→ **Task instructions**
Please rewrite the lines from the line with "Extract distant town from this picture." to the line with "0;71;170;152", putting "Locate" wherever "Extract" appears and changing nothing else.

→ **Exercise data**
--- start ---
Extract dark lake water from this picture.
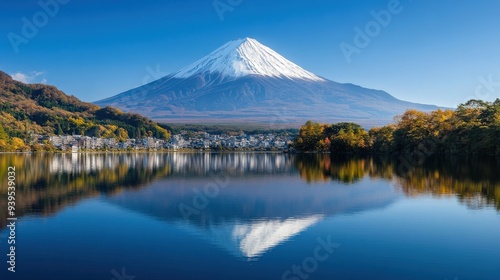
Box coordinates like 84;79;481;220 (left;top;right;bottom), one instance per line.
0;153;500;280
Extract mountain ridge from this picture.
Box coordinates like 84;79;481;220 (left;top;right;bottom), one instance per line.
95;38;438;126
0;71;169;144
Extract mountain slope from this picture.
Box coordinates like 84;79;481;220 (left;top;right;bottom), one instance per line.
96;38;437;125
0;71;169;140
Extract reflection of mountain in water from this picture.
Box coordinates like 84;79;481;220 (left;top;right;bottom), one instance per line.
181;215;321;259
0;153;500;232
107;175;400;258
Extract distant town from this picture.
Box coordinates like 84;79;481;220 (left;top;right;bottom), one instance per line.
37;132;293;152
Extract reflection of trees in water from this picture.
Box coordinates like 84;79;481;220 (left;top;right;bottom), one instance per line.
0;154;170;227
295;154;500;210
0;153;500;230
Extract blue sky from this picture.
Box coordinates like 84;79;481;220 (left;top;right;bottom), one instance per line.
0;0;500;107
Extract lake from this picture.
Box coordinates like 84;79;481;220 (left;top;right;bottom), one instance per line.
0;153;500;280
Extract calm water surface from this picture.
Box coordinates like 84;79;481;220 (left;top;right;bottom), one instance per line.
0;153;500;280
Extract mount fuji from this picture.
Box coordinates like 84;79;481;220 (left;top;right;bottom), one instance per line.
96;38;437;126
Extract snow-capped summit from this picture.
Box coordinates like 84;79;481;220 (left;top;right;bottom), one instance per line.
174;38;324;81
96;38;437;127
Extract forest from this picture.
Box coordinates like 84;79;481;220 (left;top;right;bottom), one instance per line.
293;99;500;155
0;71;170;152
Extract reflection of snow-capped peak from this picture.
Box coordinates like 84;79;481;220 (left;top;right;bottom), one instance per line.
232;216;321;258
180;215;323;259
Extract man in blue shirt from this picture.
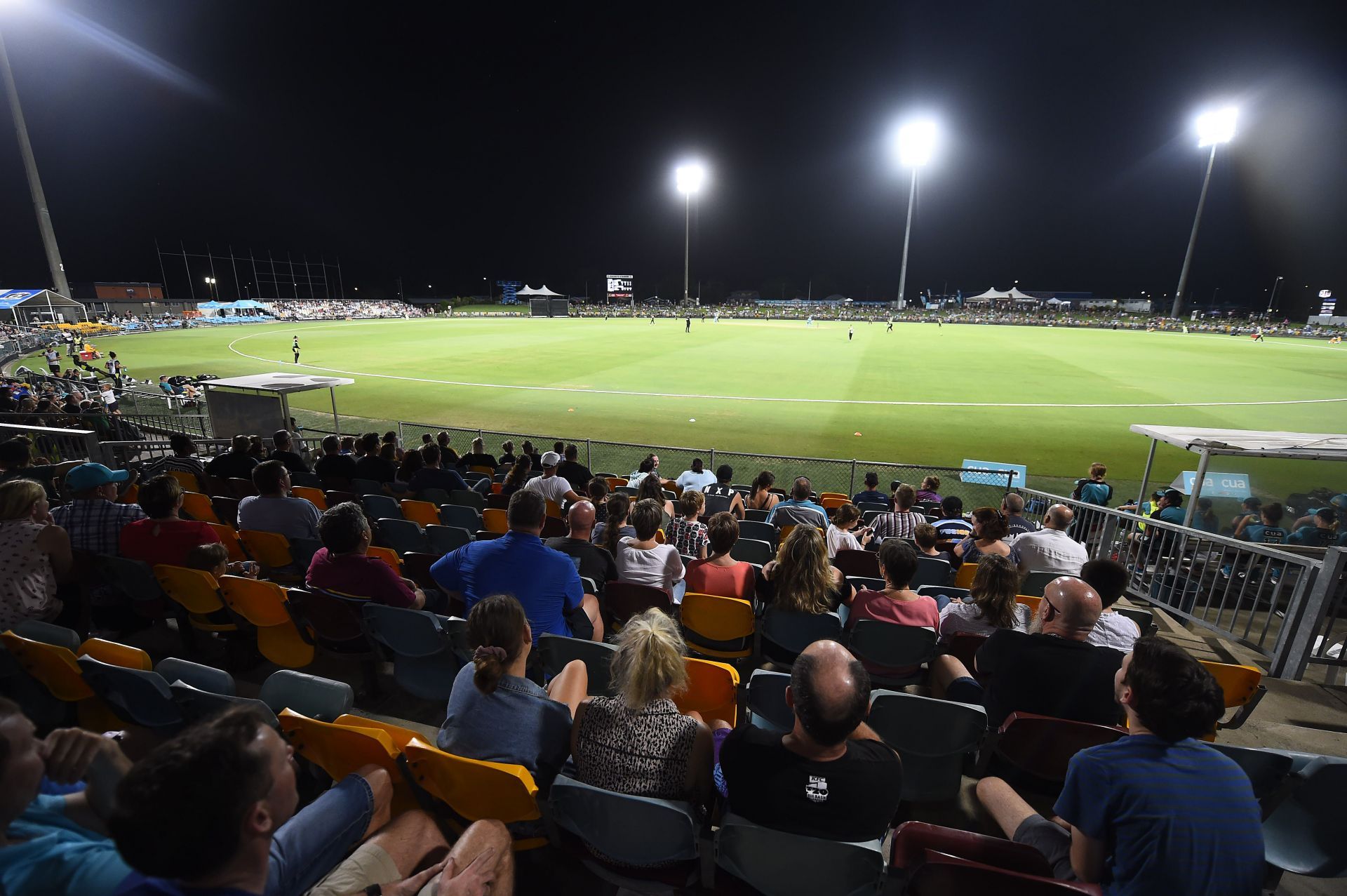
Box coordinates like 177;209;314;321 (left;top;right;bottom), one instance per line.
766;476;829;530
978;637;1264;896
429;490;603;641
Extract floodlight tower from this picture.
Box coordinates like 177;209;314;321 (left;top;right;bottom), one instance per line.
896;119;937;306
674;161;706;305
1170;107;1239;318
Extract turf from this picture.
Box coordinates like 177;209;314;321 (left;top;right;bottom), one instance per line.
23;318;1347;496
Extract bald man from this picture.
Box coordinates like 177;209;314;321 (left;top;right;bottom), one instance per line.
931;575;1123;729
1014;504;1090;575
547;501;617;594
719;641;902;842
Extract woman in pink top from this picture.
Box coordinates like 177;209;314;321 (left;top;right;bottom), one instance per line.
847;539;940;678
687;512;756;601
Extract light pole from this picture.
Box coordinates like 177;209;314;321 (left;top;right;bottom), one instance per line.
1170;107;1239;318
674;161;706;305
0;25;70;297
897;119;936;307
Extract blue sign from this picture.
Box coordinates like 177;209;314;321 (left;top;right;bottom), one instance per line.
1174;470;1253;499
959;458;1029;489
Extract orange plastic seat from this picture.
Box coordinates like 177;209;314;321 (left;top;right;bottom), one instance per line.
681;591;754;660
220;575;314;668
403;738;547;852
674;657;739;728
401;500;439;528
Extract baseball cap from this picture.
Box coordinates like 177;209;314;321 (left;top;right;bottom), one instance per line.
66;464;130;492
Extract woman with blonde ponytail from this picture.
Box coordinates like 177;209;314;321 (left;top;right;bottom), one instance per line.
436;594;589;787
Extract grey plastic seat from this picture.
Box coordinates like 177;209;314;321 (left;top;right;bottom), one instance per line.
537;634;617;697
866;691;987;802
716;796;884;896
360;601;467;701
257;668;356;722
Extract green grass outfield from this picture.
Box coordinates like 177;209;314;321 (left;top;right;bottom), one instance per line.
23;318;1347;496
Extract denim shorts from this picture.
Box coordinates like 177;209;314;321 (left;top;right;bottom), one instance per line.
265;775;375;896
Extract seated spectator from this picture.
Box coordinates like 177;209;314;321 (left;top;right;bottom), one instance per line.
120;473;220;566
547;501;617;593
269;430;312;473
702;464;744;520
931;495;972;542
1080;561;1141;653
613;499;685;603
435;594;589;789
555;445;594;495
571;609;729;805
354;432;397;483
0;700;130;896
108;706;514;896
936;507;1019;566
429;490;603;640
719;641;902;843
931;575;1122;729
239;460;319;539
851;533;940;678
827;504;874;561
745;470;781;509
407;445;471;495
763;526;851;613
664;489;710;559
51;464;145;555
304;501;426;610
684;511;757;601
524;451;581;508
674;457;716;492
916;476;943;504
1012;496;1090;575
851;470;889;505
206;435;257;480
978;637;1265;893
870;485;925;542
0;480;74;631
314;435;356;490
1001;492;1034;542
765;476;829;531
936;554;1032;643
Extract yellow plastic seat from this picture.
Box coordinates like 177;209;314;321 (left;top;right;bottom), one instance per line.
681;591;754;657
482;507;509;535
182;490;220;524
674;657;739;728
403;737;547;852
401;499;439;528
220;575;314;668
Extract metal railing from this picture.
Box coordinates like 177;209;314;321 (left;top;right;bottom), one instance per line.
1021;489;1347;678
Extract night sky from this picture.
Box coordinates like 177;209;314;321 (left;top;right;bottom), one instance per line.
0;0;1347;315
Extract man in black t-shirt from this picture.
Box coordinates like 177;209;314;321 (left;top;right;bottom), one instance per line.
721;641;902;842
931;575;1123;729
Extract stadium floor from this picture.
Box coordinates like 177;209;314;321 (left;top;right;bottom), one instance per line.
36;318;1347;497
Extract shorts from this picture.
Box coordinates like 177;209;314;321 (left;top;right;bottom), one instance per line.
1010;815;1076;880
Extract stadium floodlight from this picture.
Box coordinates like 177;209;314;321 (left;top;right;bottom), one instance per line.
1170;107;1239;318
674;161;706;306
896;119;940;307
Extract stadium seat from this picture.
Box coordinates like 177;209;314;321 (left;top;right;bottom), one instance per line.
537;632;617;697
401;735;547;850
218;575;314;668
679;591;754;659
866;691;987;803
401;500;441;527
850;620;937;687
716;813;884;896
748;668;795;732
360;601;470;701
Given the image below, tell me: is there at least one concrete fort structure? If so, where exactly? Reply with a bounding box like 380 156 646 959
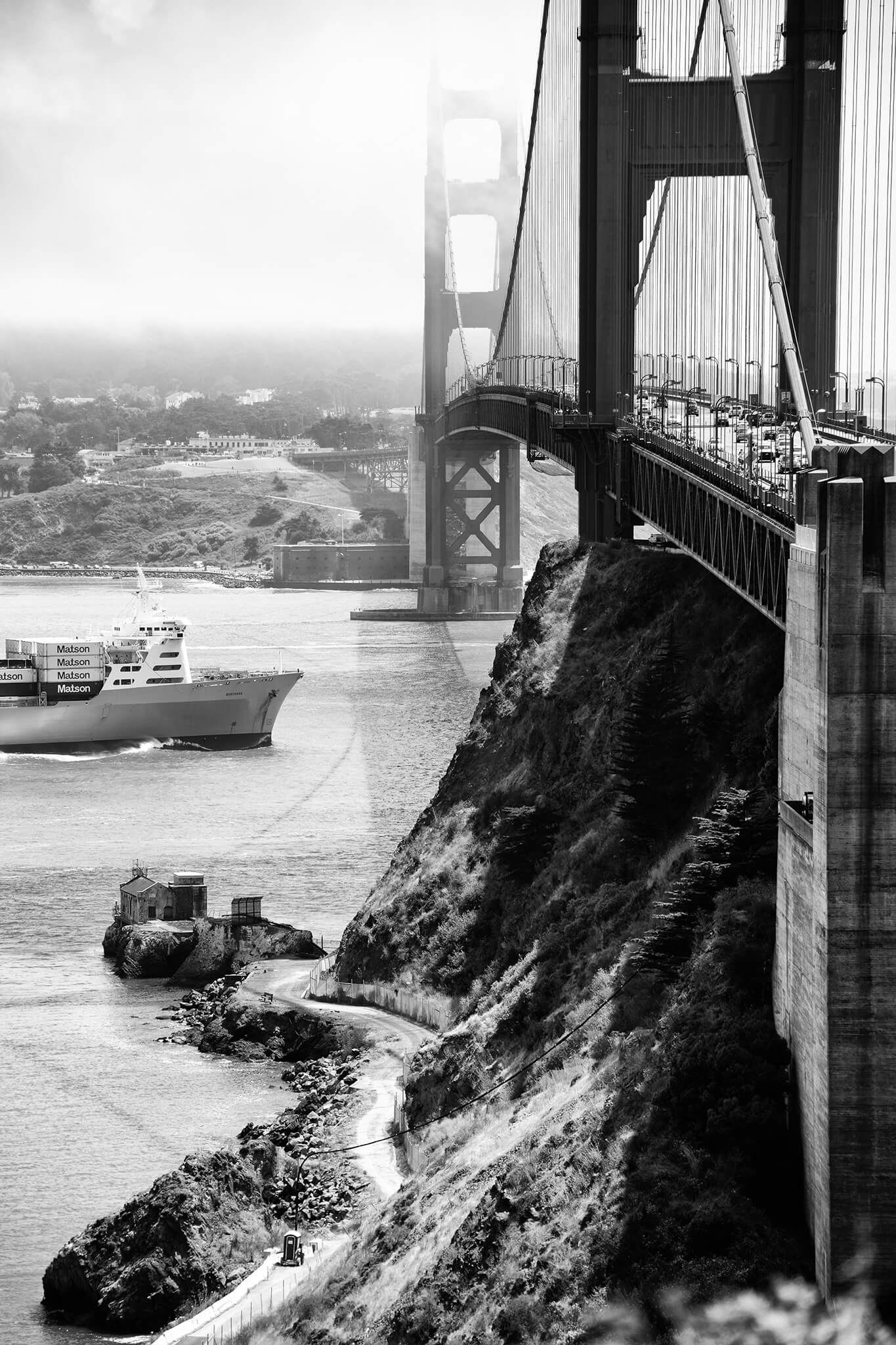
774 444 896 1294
--- end ---
→ **Output of the task**
Locate distant town from this picture.
Box coordinates like 84;79;481;220 (left;top;right;bottom), one instance per line.
37;132;293;152
Locate reflection of trees in water from this picture.
Box coordinates like 84;79;481;220 (left;top;right;bottom), one instance per line.
0;154;170;227
295;154;500;210
0;153;500;230
Locate blue sky from this picture.
Box coordinates like 84;79;481;220 (left;top;right;bottom), one instance per line.
0;0;500;107
Locate lake from this picture.
Box coordinates like 84;79;481;220 (left;top;right;bottom), one instance per line.
0;153;500;280
Locate calm water surface from this picture.
Box coordinates like 84;79;481;220 (left;top;right;bottom), one instance per line.
0;153;500;280
Locate mount fuji from this picture.
Box coordinates like 84;79;481;220 (left;top;right;bottom), one instance per line.
96;38;437;126
Locate snow-capped summit from this picture.
Box coordinates like 84;79;481;220 (left;top;right;bottom), one instance per line.
174;38;324;81
96;38;437;127
Locate forest from this picture.
Box coordinates like 84;79;481;220 (left;top;right;bottom), one instance per line.
293;99;500;155
0;71;170;152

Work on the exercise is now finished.